Below is some material. List every line of it that contains the word "bamboo", matching case.

::::

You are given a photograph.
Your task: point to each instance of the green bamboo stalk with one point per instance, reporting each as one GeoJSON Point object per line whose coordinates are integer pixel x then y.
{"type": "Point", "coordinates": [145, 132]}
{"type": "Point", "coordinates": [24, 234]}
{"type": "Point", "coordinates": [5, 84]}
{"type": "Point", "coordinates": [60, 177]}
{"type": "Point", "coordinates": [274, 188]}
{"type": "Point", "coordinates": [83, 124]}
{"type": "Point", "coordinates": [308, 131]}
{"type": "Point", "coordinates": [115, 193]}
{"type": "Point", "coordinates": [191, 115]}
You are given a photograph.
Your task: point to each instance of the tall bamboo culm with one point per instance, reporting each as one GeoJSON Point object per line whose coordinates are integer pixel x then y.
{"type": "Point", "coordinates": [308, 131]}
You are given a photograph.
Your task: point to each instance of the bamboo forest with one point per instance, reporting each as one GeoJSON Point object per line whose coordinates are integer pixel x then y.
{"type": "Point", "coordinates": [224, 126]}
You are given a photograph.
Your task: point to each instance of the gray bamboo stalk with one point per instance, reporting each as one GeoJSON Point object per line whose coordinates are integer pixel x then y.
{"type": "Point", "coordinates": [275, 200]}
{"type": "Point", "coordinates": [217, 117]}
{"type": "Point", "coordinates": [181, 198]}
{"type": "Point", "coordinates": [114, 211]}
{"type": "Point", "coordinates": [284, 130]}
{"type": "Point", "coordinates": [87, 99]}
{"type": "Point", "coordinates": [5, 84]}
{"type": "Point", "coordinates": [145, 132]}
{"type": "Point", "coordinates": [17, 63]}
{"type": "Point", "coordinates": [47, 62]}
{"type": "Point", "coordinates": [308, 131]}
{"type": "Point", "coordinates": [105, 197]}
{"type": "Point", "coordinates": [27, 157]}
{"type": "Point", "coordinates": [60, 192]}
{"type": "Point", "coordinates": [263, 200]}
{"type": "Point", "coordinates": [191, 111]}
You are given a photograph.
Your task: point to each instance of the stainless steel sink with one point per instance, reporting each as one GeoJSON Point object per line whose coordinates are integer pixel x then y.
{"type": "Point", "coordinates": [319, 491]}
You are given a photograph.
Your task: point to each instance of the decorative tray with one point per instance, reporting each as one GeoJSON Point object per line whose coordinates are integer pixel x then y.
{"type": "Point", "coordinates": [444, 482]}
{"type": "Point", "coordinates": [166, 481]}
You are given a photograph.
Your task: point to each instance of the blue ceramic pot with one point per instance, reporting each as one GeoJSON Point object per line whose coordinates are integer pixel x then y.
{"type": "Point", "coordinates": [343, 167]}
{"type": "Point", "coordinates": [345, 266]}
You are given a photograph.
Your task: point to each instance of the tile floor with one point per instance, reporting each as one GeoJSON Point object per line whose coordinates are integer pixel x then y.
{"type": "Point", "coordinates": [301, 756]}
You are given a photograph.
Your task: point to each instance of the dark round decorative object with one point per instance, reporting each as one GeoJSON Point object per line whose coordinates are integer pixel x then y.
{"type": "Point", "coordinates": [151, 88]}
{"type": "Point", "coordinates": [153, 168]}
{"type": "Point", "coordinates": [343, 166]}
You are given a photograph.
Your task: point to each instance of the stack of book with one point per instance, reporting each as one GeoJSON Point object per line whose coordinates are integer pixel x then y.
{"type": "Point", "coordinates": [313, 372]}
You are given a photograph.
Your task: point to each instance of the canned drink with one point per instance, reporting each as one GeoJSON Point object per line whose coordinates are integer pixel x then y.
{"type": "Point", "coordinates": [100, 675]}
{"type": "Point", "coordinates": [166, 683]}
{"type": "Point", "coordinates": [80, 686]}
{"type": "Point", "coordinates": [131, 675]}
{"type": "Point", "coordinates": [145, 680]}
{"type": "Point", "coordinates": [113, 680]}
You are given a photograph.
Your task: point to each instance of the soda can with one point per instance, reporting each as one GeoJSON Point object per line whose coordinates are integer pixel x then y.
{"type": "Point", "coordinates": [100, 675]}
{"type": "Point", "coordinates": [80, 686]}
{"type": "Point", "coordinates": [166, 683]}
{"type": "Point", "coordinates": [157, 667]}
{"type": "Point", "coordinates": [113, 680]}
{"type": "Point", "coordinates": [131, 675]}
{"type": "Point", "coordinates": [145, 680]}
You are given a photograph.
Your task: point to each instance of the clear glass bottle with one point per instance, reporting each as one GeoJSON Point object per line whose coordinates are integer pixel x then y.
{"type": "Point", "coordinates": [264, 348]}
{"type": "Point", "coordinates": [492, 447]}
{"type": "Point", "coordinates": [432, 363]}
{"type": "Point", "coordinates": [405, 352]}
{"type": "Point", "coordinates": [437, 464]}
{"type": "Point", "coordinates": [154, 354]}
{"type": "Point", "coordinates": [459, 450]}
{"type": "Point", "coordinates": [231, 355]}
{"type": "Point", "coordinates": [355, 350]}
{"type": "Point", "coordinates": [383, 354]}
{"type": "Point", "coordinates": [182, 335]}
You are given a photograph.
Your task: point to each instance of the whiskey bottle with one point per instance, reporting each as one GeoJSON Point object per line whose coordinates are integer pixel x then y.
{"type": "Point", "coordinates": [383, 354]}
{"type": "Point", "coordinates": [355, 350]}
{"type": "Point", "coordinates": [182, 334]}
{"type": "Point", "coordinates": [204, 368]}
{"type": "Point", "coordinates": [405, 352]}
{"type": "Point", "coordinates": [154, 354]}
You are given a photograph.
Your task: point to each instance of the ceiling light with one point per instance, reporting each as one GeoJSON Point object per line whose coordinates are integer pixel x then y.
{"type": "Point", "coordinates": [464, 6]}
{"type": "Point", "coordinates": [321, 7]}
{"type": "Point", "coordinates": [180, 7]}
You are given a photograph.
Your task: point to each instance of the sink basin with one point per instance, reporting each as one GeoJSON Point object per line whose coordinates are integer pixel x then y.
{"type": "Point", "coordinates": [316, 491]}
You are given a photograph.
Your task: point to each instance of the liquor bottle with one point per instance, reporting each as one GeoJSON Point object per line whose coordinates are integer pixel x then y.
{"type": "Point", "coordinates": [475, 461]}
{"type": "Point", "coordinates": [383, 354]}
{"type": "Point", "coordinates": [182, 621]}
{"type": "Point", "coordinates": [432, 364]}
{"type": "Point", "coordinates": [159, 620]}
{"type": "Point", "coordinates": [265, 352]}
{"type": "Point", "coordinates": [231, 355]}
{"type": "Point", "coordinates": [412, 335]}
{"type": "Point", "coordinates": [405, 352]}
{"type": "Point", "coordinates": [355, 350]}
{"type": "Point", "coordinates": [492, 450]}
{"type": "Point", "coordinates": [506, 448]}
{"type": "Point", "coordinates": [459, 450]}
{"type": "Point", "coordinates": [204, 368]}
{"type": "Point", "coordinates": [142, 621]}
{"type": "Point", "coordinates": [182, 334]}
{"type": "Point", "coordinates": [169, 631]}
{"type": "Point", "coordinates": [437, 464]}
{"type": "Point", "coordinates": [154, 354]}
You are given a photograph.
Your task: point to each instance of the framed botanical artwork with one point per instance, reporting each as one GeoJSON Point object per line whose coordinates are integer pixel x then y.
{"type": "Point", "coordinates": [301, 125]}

::::

» **FULL RESPONSE**
Your task: point to each instance of the green bamboo stalk with one point per instance, reporting each as one GeoJSON Point object per line whose coordinates are integer pixel x then y.
Your task: point to each instance of the tall bamboo culm with one point per instance, reporting each as one GeoJSON Point object per line whose coordinates are integer pixel x then y.
Your task: point to each instance of the bamboo forest with one point per instance, reporting each as one GeoJSON Point object per line whose coordinates are integer pixel x then y.
Your task: point to each instance of the gray bamboo stalk with one point per instance, reporting each as one GeoJSON Point object per line whose coordinates are integer pixel x then y.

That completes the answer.